**TASK OBJECTIVE**
In the entries that follow, the line with "the billboard in" opens the range and the line with "the weed in" closes it; repeat that range exactly, both lines included.

⁂

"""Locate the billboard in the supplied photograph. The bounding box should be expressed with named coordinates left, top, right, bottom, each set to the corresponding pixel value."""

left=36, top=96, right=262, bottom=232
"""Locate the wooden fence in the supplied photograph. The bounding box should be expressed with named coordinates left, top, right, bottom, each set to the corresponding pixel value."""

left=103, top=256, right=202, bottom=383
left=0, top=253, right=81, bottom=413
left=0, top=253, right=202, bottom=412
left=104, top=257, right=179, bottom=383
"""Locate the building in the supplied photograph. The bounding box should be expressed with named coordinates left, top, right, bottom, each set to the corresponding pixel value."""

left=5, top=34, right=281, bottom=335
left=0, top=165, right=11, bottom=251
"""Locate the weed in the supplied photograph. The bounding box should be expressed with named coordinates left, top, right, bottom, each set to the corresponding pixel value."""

⁂

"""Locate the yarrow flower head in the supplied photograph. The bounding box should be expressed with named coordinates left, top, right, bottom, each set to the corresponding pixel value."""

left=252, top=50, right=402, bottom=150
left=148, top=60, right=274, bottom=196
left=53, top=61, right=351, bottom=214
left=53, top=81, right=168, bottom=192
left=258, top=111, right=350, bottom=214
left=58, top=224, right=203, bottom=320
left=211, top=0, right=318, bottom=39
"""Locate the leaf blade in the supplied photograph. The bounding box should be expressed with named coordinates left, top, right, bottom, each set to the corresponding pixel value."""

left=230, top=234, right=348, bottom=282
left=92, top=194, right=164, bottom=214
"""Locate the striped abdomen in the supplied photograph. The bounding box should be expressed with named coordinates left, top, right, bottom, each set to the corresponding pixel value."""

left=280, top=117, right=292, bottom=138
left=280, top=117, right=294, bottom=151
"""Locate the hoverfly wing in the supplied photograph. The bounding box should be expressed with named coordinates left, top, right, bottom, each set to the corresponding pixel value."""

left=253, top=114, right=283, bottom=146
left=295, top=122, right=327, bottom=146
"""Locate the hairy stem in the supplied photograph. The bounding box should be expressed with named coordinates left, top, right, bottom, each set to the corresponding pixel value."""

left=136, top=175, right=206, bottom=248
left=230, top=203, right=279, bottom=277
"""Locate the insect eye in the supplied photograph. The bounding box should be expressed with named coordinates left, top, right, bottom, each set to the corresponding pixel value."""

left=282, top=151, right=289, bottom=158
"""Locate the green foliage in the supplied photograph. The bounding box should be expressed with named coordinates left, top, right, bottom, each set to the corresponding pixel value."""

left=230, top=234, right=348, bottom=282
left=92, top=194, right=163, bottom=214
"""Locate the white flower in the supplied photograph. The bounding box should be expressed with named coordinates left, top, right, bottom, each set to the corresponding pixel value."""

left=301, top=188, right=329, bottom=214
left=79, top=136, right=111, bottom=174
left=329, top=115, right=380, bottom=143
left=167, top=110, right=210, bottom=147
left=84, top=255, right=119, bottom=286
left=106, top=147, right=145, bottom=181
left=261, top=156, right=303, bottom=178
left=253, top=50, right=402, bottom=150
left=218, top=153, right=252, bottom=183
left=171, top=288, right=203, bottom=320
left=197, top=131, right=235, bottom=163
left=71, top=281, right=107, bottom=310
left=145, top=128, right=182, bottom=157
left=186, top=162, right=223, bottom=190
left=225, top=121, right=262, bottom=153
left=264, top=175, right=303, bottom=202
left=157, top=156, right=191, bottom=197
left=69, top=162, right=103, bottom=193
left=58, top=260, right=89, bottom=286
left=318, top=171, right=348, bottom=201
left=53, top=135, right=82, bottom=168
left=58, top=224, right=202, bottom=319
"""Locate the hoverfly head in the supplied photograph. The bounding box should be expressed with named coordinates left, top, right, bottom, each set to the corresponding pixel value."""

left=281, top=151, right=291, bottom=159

⁂

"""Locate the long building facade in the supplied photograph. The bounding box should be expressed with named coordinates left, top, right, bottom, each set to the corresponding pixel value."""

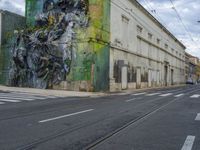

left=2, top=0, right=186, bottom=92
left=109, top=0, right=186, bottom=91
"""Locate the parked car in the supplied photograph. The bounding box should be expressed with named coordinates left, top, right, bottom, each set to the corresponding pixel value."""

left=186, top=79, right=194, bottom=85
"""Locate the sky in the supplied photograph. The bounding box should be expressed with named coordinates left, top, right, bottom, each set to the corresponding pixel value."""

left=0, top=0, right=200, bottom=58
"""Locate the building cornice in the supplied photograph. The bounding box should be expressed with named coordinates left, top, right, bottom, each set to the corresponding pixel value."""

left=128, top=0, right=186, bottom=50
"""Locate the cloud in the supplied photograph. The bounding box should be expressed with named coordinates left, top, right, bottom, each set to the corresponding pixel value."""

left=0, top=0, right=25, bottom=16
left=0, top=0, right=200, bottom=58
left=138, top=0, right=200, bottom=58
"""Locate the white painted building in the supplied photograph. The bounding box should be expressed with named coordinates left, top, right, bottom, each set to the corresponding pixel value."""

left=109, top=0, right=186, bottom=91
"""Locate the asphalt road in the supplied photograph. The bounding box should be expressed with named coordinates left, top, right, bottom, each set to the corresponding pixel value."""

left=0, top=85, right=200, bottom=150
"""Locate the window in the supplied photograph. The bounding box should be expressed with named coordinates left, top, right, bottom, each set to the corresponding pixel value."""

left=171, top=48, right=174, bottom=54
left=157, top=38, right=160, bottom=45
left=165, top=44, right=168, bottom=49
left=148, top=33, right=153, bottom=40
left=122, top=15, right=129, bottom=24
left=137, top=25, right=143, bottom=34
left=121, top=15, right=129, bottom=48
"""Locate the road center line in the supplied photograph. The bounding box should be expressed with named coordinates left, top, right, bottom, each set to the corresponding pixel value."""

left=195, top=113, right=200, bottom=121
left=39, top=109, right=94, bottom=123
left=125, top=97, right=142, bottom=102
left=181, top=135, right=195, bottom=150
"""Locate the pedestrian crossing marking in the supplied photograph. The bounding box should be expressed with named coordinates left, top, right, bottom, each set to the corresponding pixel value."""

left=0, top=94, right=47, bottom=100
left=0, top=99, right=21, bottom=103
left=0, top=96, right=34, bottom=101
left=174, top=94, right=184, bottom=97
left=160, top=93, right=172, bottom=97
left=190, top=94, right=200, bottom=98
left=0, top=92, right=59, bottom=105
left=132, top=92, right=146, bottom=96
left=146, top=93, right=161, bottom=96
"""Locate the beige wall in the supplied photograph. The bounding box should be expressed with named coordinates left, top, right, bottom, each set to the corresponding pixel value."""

⁂

**TASK RESULT**
"""Locate the billboard in the supplied photograph. The bounding box should be expressed with named coordinates left, top, right, bottom, each set to the corresponding pixel value."""

left=36, top=96, right=262, bottom=232
"""Locate the wooden fence in the supplied photograph. The bounding box should be expressed with named coordinates left, top, right, bottom, each set to the corresponding pixel value."""

left=103, top=256, right=202, bottom=383
left=0, top=253, right=81, bottom=413
left=0, top=253, right=202, bottom=412
left=104, top=257, right=179, bottom=383
"""Locate the building in the supplied photograph. The bounding box should be expressed with named coordinates left, top, right, bottom, each set to the corresponding pixel value."""

left=5, top=34, right=281, bottom=335
left=0, top=165, right=11, bottom=251
"""Locate the weed in the supplied photograph. The bounding box should be expressed with named coordinates left, top, right, bottom, each set to the corresponding pixel value."""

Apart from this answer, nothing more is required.